# WHAT TO DO
Each record should be copied exactly into the answer, and no picture should go with it.

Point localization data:
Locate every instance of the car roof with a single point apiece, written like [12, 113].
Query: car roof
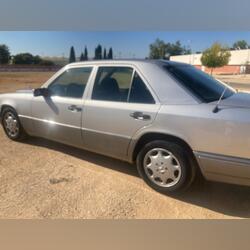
[123, 61]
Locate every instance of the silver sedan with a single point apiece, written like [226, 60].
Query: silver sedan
[171, 119]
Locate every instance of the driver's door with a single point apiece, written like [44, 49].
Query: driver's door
[58, 117]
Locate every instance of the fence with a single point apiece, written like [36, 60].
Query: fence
[28, 68]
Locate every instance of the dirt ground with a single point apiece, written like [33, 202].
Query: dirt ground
[42, 179]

# YOUR RESPONSE
Locate every instance of the car roof with a single point apiece, written like [12, 113].
Query: car roof
[123, 61]
Locate every instance of the silver sedan with a single point apiece, written like [226, 60].
Query: silver sedan
[171, 119]
Locate every instance of the driver's door with a single point apiece, written like [44, 49].
Query: driver's door
[58, 117]
Locate every instance of the fence with a single point apiece, written like [36, 60].
Query: fence
[28, 68]
Locate every instance of the dirt ground with a single point apiece, written like [33, 202].
Query: dirt ground
[42, 179]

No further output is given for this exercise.